▸ Trecho do documento:
-----

No caso de Julia, tenho de admitir que a primeira ideia que me ocorreu foi a expressão “morrer na praia”. Naturalmente, sentimentos de incompetência e fracasso abateram-se sobre mim e suscitaram questionamentos que incorporei ao modus operandi de minha prática clínica. Confesso que senti também um grande alívio. Considerei, por exemplo, que talvez eu não fosse a terapeuta mais adequada para atendê-la. Tentei, também, me consolar, considerando que, afinal de contas, era um caso muito difícil, e também que, independentemente do breve tempo de duração do tratamento, algo podia ter sido construído em termos psíquicos naquele processo. Mas o quê? Como definir esses avanços? Considerando tantos recuos motivados pela resistência e pela falta de recursos egóicos da paciente, ou mesmo por questões contratransferenciais da terapeuta, a quem ou a que atribuir o abandono da terapia: ao analista, ao paciente ou à relação terapêutica?

-----

▸ Perguntas sobre o texto:
**a.** Responda às perguntas abaixo sobre o trecho que trata do caso de Julia.
(i) Que expressão foi a primeira ideia que ocorreu à terapeuta no caso de Julia?
(ii) Além dos sentimentos de incompetência e fracasso, o que a terapeuta confessa ter sentido?
(iii) A quem ou a que, segundo as possibilidades levantadas no trecho, se poderia atribuir o abandono da terapia?
**b.** Prossiga o trecho sobre o caso de Julia logo depois da pergunta com que ele termina.

-----

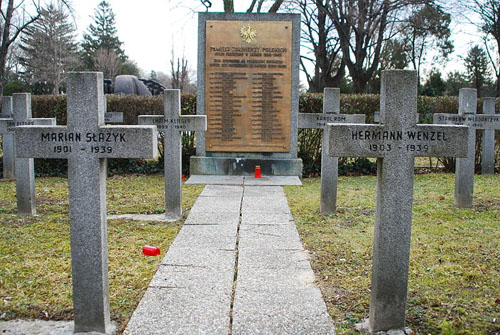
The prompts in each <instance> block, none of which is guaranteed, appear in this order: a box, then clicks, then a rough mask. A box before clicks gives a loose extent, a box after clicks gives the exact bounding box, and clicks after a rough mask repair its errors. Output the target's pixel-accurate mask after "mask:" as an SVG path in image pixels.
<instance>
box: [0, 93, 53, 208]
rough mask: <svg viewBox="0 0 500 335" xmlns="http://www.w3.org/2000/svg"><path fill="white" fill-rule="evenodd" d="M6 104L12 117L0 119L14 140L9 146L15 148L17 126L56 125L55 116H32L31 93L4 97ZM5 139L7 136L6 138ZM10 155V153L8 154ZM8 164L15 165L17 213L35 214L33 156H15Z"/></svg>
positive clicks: (0, 122) (1, 130)
mask: <svg viewBox="0 0 500 335" xmlns="http://www.w3.org/2000/svg"><path fill="white" fill-rule="evenodd" d="M3 99H5V100H6V101H5V104H4V107H5V106H6V105H7V106H8V105H9V104H10V105H11V106H12V109H11V110H12V111H13V112H12V118H10V119H0V123H3V124H4V125H6V128H4V130H0V132H1V133H4V134H5V135H4V136H9V135H10V136H12V137H10V138H7V140H12V142H11V143H10V145H9V144H8V143H7V144H8V146H9V147H12V149H13V150H15V146H16V144H15V141H14V137H13V135H14V130H15V128H16V127H17V126H22V125H55V124H56V119H55V118H32V117H31V94H29V93H14V94H13V95H12V98H11V97H4V98H3ZM4 141H5V138H4ZM7 157H8V155H7ZM7 165H13V166H14V175H15V177H16V198H17V213H18V214H19V215H35V214H36V201H35V167H34V161H33V158H20V157H15V155H14V163H13V164H12V163H9V162H7Z"/></svg>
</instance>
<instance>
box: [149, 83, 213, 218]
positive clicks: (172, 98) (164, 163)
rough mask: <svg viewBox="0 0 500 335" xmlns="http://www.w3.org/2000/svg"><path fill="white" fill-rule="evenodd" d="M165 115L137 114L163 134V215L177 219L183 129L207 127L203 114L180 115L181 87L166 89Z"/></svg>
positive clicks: (164, 108) (180, 179)
mask: <svg viewBox="0 0 500 335" xmlns="http://www.w3.org/2000/svg"><path fill="white" fill-rule="evenodd" d="M163 94H164V95H163V99H164V100H163V101H164V102H163V106H164V115H163V116H162V115H140V116H139V124H149V125H155V126H157V127H158V134H159V135H160V136H161V137H162V138H163V150H164V156H163V157H164V173H165V217H166V219H167V220H168V221H176V220H179V219H180V218H181V217H182V181H181V175H182V132H183V131H205V130H207V117H206V116H205V115H181V91H180V90H165V92H164V93H163Z"/></svg>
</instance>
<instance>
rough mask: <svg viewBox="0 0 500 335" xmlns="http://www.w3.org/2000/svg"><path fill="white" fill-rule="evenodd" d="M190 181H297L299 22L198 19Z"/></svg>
mask: <svg viewBox="0 0 500 335" xmlns="http://www.w3.org/2000/svg"><path fill="white" fill-rule="evenodd" d="M198 22H199V26H198V36H199V40H198V51H199V52H198V55H199V56H198V95H197V96H198V98H197V114H198V115H206V116H207V125H208V128H207V131H206V133H205V134H201V136H197V144H196V156H193V157H191V175H252V174H253V172H254V168H255V166H256V165H259V166H261V169H262V174H263V175H274V176H277V175H290V176H294V175H295V176H299V175H301V173H302V161H301V160H300V159H298V158H297V113H298V97H299V95H298V92H299V48H300V15H297V14H250V13H200V14H199V20H198Z"/></svg>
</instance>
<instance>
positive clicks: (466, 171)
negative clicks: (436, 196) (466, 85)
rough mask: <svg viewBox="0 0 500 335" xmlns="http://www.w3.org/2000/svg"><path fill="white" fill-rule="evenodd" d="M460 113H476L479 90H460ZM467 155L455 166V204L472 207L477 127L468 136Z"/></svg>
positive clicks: (460, 205) (462, 206) (456, 163)
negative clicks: (477, 98)
mask: <svg viewBox="0 0 500 335" xmlns="http://www.w3.org/2000/svg"><path fill="white" fill-rule="evenodd" d="M458 98H459V102H458V115H460V116H462V117H466V116H468V115H474V114H476V110H477V92H476V90H475V89H473V88H462V89H460V91H459V97H458ZM467 147H468V150H467V152H468V153H467V157H466V158H457V160H456V167H455V205H456V206H457V207H472V199H473V194H474V167H475V162H476V161H475V158H476V157H475V156H476V155H475V153H476V129H475V128H471V129H470V132H469V137H468V138H467Z"/></svg>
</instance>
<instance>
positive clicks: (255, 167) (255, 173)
mask: <svg viewBox="0 0 500 335" xmlns="http://www.w3.org/2000/svg"><path fill="white" fill-rule="evenodd" d="M255 178H260V165H257V166H256V167H255Z"/></svg>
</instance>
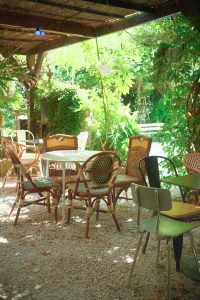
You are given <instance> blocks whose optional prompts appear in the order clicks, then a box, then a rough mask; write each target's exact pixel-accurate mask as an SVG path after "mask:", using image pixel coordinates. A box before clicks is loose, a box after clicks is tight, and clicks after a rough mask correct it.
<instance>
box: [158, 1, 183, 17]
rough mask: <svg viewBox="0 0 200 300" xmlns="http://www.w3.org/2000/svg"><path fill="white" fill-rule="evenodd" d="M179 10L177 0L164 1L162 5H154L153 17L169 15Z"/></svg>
mask: <svg viewBox="0 0 200 300" xmlns="http://www.w3.org/2000/svg"><path fill="white" fill-rule="evenodd" d="M178 12H180V8H179V6H178V1H176V0H172V1H170V2H166V3H164V4H162V5H158V6H155V7H154V11H153V14H154V17H155V19H159V18H163V17H169V16H172V15H174V14H176V13H178Z"/></svg>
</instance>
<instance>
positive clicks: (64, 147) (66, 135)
mask: <svg viewBox="0 0 200 300" xmlns="http://www.w3.org/2000/svg"><path fill="white" fill-rule="evenodd" d="M43 140H44V150H45V152H49V151H55V150H77V149H78V138H77V136H75V135H66V134H54V135H51V136H46V137H44V139H43Z"/></svg>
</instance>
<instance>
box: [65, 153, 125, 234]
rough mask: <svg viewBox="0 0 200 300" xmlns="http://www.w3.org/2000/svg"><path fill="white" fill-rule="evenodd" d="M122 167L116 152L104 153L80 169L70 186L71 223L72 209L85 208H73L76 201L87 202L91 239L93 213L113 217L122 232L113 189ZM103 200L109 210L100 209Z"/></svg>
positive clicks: (69, 186) (100, 154)
mask: <svg viewBox="0 0 200 300" xmlns="http://www.w3.org/2000/svg"><path fill="white" fill-rule="evenodd" d="M120 166H121V161H120V158H119V156H118V155H117V154H115V153H114V152H109V151H102V152H100V153H97V154H95V155H92V156H91V157H90V158H89V159H87V160H86V161H85V162H84V163H83V165H82V166H81V167H80V169H79V173H78V177H77V181H76V183H71V184H69V186H68V217H67V223H68V224H69V223H70V218H71V211H72V208H79V209H80V208H83V206H77V205H76V206H73V201H74V200H76V199H77V200H81V201H82V202H85V207H84V209H85V208H86V231H85V237H86V238H88V237H89V225H90V218H91V215H92V214H93V212H96V213H97V214H98V213H99V212H106V213H109V214H111V215H112V217H113V219H114V222H115V225H116V227H117V229H118V231H120V226H119V223H118V221H117V217H116V214H115V210H114V207H113V204H112V189H113V184H114V182H115V179H116V176H117V173H118V171H119V168H120ZM101 200H103V201H104V203H105V204H106V206H107V210H103V209H100V201H101Z"/></svg>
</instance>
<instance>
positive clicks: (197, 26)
mask: <svg viewBox="0 0 200 300" xmlns="http://www.w3.org/2000/svg"><path fill="white" fill-rule="evenodd" d="M179 8H180V10H181V12H182V13H183V15H184V16H185V17H186V18H187V19H188V20H189V21H190V22H191V23H192V24H193V26H195V28H196V29H197V30H198V31H200V1H199V0H190V1H187V0H180V1H179Z"/></svg>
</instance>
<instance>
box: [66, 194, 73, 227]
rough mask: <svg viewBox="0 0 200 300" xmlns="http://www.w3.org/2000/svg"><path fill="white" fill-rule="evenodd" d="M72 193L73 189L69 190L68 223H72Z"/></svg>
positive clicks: (68, 195)
mask: <svg viewBox="0 0 200 300" xmlns="http://www.w3.org/2000/svg"><path fill="white" fill-rule="evenodd" d="M72 198H73V196H72V193H71V191H68V199H69V200H68V205H67V224H69V223H70V220H71V212H72V208H73V204H72Z"/></svg>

-----

▸ Respostas às tarefas:
**a.**
(i) A expressão "morrer na praia".
(ii) Um grande alívio.
(iii) Ao analista, ao paciente ou à relação terapêutica.

**b.**
Algumas considerações finais
O fracasso – em sua interface com a morte – já se insinuava nesse processo desde as entrevistas iniciais, pois, quanto mais ativamente buscava um referencial objetivo para lidar com as intempéries desse atendimento, mais me distanciava de qualquer resolução “positiva”. Pelo contrário, havia uma negatividade que precisava ser reconhecida e valorizada a todo instante. Nesse sentido, Jung (1988b) é bastante claro: a vida não tem cura, e a individuação segue caminhos tortuosos e misteriosos que, por vezes, passam ao largo do consultório e desabrocham em lugares pouco esperados. Portanto, o que deve ser curado é o ego: no caso do paciente, tanto em suas fragilidades, para se tomar capaz de lidar com a força dos instintos e a pressão das imagens do inconsciente, como em sua rigidez, para flexibilizar seus parâmetros de modo que o indivíduo se torne continente para acolher os sentidos metafóricos que estão subjacentes à força literal dos sentidos crônicos de seus sintomas. Afinal, um neurótico, por vezes, sofre do literatismo de concepções que o angustiam e o mantêm refém da repetição de sintomas tanto quanto um psicótico enredado nas distorções de suas fantasias e aprisionado nos limites de seu delírio.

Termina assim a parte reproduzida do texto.